#### Problem set:
1. In the plot summary below, repeat word for word the part that opens with the words containing "He’ll need that" and closes with "that changes everything.".
2. In the plot summary below, what does Tibi give the waitress on their date the day after the murder?

#### Text:
..........
Then he gets a phone call from a stranger who calls himself The Cyclops, and quicker than you can say Tom Ripley, Cyclops offers him a chance to make enough money to pay for his mother’s treatment... by murdering a stranger. Tibi is used to dead people, right? Shouldn’t be a problem for him. Tibi takes the job...but killing someone is not the same as cutting them open when they are already dead. The night he’s supposed to kill the guy he has already set up his second date with the waitress, and bought movie tickets in advance. He makes an excuse and goes to kill this stranger... Suspense builds while Tibi follows the victim, working up the nerve to kill him. The day after the murder he goes out with the waitress, same movie, same time, different day... and gives her the ticket stubs for the night of the murder.

He’ll need that alibi, because a pair of detectives come to question him... you see, the stranger he killed was actually his long lost brother. When he was a child he had a brother and sister, but the family was poor and farmed out the kids to relatives... and Tibi’s family moved when he was an infant and he never knew his brother and sister. Now, he has murdered his own brother. Tibi must find out who is behind all of this and why it is happening, as the detectives close in and his new girlfriend wonders what’s happening... but what if the waitress/girlfriend is part of the scheme? Every time you think you know what’s going on, there’s a great twist that changes everything.
..........
#### Recorded data:
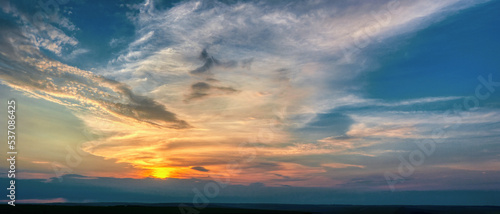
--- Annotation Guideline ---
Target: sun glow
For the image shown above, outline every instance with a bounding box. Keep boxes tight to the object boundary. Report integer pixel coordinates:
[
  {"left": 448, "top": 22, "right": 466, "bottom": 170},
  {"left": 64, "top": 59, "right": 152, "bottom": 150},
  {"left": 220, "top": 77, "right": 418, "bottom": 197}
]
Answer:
[{"left": 151, "top": 167, "right": 173, "bottom": 179}]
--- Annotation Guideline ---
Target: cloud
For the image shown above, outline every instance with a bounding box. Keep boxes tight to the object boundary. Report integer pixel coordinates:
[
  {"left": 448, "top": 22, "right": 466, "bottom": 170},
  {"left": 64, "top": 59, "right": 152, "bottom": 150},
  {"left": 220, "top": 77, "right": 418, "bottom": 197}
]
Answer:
[
  {"left": 184, "top": 81, "right": 238, "bottom": 102},
  {"left": 0, "top": 18, "right": 189, "bottom": 128},
  {"left": 191, "top": 166, "right": 210, "bottom": 172},
  {"left": 4, "top": 2, "right": 79, "bottom": 56}
]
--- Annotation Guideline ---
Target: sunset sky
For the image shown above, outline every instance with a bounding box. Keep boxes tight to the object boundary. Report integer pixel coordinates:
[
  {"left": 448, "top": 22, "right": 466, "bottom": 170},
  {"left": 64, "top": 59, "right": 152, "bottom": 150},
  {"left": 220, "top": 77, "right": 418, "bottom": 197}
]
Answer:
[{"left": 0, "top": 0, "right": 500, "bottom": 205}]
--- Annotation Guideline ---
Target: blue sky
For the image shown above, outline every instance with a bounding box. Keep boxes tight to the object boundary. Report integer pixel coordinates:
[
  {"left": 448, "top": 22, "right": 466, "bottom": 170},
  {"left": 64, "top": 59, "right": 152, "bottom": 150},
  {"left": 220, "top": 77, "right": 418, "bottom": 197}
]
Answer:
[{"left": 0, "top": 0, "right": 500, "bottom": 205}]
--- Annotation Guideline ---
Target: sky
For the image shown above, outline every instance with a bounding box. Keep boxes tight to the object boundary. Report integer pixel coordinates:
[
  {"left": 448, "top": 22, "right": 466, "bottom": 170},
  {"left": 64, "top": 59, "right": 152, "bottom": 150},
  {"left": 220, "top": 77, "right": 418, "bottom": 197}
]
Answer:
[{"left": 0, "top": 0, "right": 500, "bottom": 205}]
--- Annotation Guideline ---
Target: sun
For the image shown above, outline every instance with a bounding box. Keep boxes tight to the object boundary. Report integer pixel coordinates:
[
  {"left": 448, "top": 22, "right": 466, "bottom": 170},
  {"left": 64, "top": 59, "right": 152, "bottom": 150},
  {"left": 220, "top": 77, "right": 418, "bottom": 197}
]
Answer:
[{"left": 147, "top": 167, "right": 172, "bottom": 179}]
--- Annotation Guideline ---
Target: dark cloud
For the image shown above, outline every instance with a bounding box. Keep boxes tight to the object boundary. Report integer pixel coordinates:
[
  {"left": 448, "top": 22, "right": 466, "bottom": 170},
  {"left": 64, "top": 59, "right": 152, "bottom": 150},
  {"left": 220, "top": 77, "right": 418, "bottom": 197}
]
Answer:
[
  {"left": 184, "top": 82, "right": 238, "bottom": 102},
  {"left": 189, "top": 49, "right": 238, "bottom": 75},
  {"left": 191, "top": 166, "right": 210, "bottom": 172}
]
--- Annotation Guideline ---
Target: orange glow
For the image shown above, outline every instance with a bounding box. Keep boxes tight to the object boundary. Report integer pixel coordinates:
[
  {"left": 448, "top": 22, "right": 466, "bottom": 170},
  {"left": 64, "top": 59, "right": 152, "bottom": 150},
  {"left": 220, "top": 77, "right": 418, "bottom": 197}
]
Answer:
[{"left": 149, "top": 167, "right": 174, "bottom": 179}]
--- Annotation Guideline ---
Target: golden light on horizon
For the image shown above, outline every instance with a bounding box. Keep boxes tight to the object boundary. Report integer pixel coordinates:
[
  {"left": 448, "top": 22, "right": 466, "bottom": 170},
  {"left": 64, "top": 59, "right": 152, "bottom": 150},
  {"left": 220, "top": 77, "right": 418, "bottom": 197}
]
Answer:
[{"left": 149, "top": 167, "right": 174, "bottom": 179}]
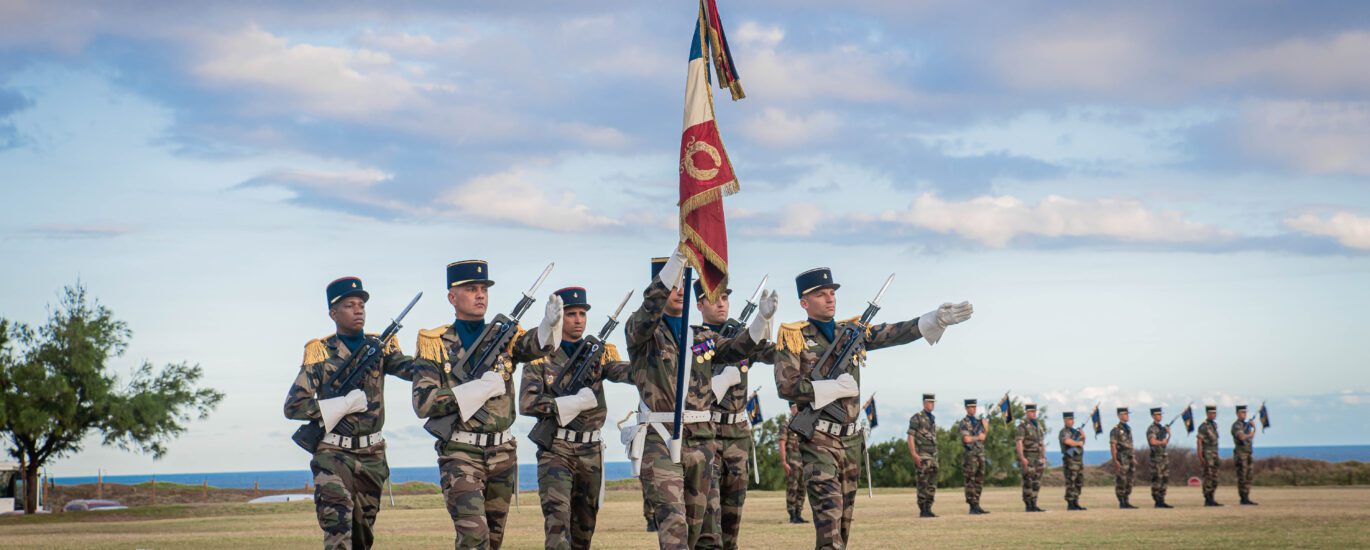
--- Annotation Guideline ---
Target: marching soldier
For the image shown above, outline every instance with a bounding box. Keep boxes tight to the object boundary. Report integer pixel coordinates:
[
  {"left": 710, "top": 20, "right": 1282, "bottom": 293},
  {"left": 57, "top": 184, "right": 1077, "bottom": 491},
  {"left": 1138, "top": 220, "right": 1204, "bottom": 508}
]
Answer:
[
  {"left": 956, "top": 399, "right": 989, "bottom": 516},
  {"left": 1147, "top": 407, "right": 1174, "bottom": 507},
  {"left": 1197, "top": 405, "right": 1222, "bottom": 506},
  {"left": 1014, "top": 403, "right": 1047, "bottom": 512},
  {"left": 1108, "top": 407, "right": 1137, "bottom": 510},
  {"left": 908, "top": 394, "right": 937, "bottom": 517},
  {"left": 775, "top": 267, "right": 973, "bottom": 549},
  {"left": 285, "top": 277, "right": 414, "bottom": 549},
  {"left": 1056, "top": 410, "right": 1086, "bottom": 512},
  {"left": 519, "top": 287, "right": 627, "bottom": 549},
  {"left": 412, "top": 259, "right": 562, "bottom": 549},
  {"left": 1232, "top": 405, "right": 1256, "bottom": 506},
  {"left": 625, "top": 250, "right": 775, "bottom": 549},
  {"left": 780, "top": 403, "right": 808, "bottom": 524}
]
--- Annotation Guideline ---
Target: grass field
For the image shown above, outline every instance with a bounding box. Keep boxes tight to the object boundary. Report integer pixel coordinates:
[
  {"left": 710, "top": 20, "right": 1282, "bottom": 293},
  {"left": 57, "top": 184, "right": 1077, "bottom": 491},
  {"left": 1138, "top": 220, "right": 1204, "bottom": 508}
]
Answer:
[{"left": 0, "top": 487, "right": 1370, "bottom": 550}]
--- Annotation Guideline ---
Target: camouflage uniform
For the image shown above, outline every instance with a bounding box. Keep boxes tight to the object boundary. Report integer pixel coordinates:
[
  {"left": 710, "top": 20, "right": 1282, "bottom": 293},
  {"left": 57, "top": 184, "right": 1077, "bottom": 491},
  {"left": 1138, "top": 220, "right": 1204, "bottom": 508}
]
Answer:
[
  {"left": 956, "top": 414, "right": 985, "bottom": 507},
  {"left": 1108, "top": 422, "right": 1136, "bottom": 503},
  {"left": 623, "top": 278, "right": 756, "bottom": 549},
  {"left": 412, "top": 321, "right": 552, "bottom": 549},
  {"left": 285, "top": 335, "right": 414, "bottom": 549},
  {"left": 775, "top": 317, "right": 922, "bottom": 549},
  {"left": 519, "top": 343, "right": 627, "bottom": 550},
  {"left": 908, "top": 410, "right": 937, "bottom": 510}
]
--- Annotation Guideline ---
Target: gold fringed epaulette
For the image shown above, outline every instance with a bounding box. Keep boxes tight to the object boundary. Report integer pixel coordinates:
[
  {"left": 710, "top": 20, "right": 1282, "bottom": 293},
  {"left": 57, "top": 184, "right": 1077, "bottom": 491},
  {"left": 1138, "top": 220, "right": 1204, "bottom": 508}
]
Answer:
[
  {"left": 414, "top": 325, "right": 448, "bottom": 363},
  {"left": 775, "top": 321, "right": 808, "bottom": 354}
]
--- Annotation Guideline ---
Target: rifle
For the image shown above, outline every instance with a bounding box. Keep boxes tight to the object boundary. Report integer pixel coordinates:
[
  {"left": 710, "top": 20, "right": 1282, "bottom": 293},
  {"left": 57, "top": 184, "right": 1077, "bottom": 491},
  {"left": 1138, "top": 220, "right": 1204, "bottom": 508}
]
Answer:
[
  {"left": 290, "top": 292, "right": 423, "bottom": 454},
  {"left": 423, "top": 262, "right": 556, "bottom": 442},
  {"left": 527, "top": 291, "right": 633, "bottom": 449},
  {"left": 789, "top": 273, "right": 895, "bottom": 440}
]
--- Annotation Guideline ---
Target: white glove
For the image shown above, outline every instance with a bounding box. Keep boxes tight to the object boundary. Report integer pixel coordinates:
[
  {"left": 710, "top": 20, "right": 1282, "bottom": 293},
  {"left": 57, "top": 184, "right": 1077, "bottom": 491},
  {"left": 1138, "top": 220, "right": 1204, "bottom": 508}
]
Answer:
[
  {"left": 452, "top": 370, "right": 504, "bottom": 422},
  {"left": 708, "top": 366, "right": 743, "bottom": 402},
  {"left": 555, "top": 388, "right": 599, "bottom": 427},
  {"left": 537, "top": 294, "right": 564, "bottom": 350},
  {"left": 812, "top": 373, "right": 860, "bottom": 409},
  {"left": 319, "top": 390, "right": 366, "bottom": 433},
  {"left": 656, "top": 247, "right": 685, "bottom": 289},
  {"left": 918, "top": 302, "right": 975, "bottom": 346},
  {"left": 747, "top": 286, "right": 780, "bottom": 343}
]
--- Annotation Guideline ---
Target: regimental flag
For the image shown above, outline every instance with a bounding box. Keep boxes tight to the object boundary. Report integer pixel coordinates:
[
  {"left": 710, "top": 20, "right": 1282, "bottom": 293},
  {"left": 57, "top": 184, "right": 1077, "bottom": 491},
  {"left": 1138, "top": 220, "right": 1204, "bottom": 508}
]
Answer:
[{"left": 680, "top": 0, "right": 741, "bottom": 300}]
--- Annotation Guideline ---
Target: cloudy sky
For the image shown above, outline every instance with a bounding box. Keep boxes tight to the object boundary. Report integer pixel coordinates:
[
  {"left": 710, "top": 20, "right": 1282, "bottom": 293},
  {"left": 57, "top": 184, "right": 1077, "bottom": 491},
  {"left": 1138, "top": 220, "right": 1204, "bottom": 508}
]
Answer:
[{"left": 0, "top": 0, "right": 1370, "bottom": 475}]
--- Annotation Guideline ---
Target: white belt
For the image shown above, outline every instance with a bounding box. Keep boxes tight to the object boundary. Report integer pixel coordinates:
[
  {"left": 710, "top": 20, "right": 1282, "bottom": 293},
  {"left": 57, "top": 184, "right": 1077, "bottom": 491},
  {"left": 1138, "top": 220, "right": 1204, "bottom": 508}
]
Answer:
[
  {"left": 452, "top": 429, "right": 514, "bottom": 447},
  {"left": 323, "top": 432, "right": 385, "bottom": 449}
]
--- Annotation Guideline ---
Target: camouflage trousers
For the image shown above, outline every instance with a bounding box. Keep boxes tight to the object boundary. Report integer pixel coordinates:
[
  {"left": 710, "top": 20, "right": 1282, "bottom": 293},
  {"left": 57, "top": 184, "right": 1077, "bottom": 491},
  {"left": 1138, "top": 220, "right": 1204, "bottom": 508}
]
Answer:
[
  {"left": 1060, "top": 455, "right": 1085, "bottom": 502},
  {"left": 310, "top": 447, "right": 390, "bottom": 549},
  {"left": 437, "top": 442, "right": 518, "bottom": 549},
  {"left": 1151, "top": 457, "right": 1170, "bottom": 502},
  {"left": 960, "top": 453, "right": 985, "bottom": 506},
  {"left": 1232, "top": 453, "right": 1255, "bottom": 499},
  {"left": 1114, "top": 455, "right": 1137, "bottom": 502},
  {"left": 697, "top": 438, "right": 752, "bottom": 550},
  {"left": 537, "top": 442, "right": 604, "bottom": 550},
  {"left": 915, "top": 455, "right": 937, "bottom": 506},
  {"left": 799, "top": 435, "right": 864, "bottom": 550},
  {"left": 640, "top": 431, "right": 718, "bottom": 550}
]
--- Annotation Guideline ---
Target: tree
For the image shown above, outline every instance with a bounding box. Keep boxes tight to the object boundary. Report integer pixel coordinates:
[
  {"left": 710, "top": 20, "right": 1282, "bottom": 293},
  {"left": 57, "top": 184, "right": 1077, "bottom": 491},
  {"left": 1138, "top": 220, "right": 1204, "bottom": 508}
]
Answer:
[{"left": 0, "top": 283, "right": 223, "bottom": 513}]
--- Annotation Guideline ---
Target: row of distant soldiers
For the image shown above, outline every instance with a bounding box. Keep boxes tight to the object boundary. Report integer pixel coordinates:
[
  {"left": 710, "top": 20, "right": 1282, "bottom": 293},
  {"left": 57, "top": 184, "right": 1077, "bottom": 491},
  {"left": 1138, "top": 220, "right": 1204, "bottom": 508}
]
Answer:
[
  {"left": 908, "top": 394, "right": 1256, "bottom": 517},
  {"left": 285, "top": 251, "right": 973, "bottom": 549}
]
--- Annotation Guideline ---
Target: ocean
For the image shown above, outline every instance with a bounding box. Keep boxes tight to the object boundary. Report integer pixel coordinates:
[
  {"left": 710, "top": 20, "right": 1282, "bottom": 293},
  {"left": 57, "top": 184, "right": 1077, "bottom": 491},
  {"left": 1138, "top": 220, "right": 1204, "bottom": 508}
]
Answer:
[{"left": 52, "top": 444, "right": 1370, "bottom": 491}]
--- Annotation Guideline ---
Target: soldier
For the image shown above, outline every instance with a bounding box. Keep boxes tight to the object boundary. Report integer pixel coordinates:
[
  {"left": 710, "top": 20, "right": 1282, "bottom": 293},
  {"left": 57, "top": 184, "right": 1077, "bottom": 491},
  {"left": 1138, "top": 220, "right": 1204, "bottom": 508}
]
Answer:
[
  {"left": 780, "top": 403, "right": 808, "bottom": 524},
  {"left": 1232, "top": 405, "right": 1256, "bottom": 506},
  {"left": 695, "top": 280, "right": 775, "bottom": 550},
  {"left": 412, "top": 259, "right": 562, "bottom": 549},
  {"left": 1056, "top": 410, "right": 1086, "bottom": 512},
  {"left": 956, "top": 399, "right": 989, "bottom": 516},
  {"left": 1108, "top": 407, "right": 1137, "bottom": 510},
  {"left": 775, "top": 267, "right": 973, "bottom": 549},
  {"left": 519, "top": 287, "right": 627, "bottom": 549},
  {"left": 1014, "top": 403, "right": 1047, "bottom": 512},
  {"left": 1147, "top": 407, "right": 1174, "bottom": 507},
  {"left": 285, "top": 277, "right": 414, "bottom": 549},
  {"left": 908, "top": 394, "right": 937, "bottom": 517},
  {"left": 625, "top": 250, "right": 775, "bottom": 549},
  {"left": 1197, "top": 405, "right": 1222, "bottom": 506}
]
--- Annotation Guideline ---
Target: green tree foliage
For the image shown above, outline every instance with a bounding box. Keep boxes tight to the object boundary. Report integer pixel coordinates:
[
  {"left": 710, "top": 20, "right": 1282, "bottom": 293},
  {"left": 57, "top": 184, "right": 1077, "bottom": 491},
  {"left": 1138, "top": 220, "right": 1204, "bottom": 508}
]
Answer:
[{"left": 0, "top": 283, "right": 223, "bottom": 513}]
..........
#### Replies:
1.
He’ll need that alibi, because a pair of detectives come to question him... you see, the stranger he killed was actually his long lost brother. When he was a child he had a brother and sister, but the family was poor and farmed out the kids to relatives... and Tibi’s family moved when he was an infant and he never knew his brother and sister. Now, he has murdered his own brother. Tibi must find out who is behind all of this and why it is happening, as the detectives close in and his new girlfriend wonders what’s happening... but what if the waitress/girlfriend is part of the scheme? Every time you think you know what’s going on, there’s a great twist that changes everything.

2. He gives her the ticket stubs for the night of the murder.